PROBLEM DETAILS >>
Write out exactly the lines running from the line that includes "One point goes on each instance of the street" to the end of the data, both ends included, and nothing besides.

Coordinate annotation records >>
════
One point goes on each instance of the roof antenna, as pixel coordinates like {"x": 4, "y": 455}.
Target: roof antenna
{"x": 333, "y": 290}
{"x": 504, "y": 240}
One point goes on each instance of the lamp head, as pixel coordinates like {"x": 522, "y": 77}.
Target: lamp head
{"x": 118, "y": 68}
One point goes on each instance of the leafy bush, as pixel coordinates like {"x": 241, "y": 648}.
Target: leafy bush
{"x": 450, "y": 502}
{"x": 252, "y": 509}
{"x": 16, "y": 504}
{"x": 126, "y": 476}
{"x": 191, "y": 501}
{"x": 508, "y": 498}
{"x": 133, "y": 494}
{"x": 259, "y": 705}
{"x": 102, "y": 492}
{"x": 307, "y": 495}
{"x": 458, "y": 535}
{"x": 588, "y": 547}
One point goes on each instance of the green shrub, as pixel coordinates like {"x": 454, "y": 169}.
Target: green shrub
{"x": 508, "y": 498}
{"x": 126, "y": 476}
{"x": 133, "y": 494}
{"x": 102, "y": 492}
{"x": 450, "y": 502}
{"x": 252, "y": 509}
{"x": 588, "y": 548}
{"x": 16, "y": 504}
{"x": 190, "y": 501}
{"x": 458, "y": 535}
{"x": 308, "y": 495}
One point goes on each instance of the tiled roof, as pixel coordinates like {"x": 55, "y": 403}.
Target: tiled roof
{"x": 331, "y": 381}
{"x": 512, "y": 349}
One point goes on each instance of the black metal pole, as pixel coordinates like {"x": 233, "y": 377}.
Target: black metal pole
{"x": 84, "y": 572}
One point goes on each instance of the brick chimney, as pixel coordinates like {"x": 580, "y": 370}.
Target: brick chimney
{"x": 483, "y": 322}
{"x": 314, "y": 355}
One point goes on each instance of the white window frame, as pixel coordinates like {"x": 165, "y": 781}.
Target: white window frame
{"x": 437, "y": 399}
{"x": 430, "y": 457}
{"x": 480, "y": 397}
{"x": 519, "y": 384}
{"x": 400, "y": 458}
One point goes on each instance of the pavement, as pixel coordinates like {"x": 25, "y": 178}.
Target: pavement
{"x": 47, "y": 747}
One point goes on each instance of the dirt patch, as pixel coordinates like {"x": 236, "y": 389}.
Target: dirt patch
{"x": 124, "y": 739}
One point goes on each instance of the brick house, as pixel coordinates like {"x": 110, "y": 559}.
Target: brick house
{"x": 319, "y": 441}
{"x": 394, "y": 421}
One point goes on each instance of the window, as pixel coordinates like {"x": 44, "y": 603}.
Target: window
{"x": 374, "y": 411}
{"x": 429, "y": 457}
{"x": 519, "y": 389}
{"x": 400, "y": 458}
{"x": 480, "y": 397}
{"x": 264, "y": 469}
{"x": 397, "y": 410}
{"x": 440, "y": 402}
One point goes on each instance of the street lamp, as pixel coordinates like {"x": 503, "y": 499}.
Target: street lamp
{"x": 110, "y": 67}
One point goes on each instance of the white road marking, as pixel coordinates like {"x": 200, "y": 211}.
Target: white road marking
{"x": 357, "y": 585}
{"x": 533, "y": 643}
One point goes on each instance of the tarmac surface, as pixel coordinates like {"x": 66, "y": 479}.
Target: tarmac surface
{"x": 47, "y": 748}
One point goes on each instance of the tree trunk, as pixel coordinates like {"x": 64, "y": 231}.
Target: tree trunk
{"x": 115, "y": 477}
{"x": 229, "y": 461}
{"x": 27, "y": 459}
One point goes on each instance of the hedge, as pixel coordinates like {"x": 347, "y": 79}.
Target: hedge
════
ANSWER TO THE PROBLEM >>
One point goes on each instance of the street lamp, as pixel coordinates like {"x": 503, "y": 499}.
Target: street lamp
{"x": 110, "y": 67}
One point goes on each instance of the white road marking, as pixel coordinates like {"x": 200, "y": 211}.
Target: white road marking
{"x": 357, "y": 585}
{"x": 533, "y": 643}
One point goes on each instance of the tarmac surface, as pixel coordinates like {"x": 66, "y": 479}.
Target: tarmac surface
{"x": 47, "y": 748}
One point goes on each instance of the tree trunk, as pixel coordinates like {"x": 64, "y": 231}.
Target: tree trunk
{"x": 115, "y": 477}
{"x": 229, "y": 461}
{"x": 27, "y": 459}
One point goes on each instance of the hedge, as pixel coordinates like {"x": 347, "y": 79}.
Target: hedge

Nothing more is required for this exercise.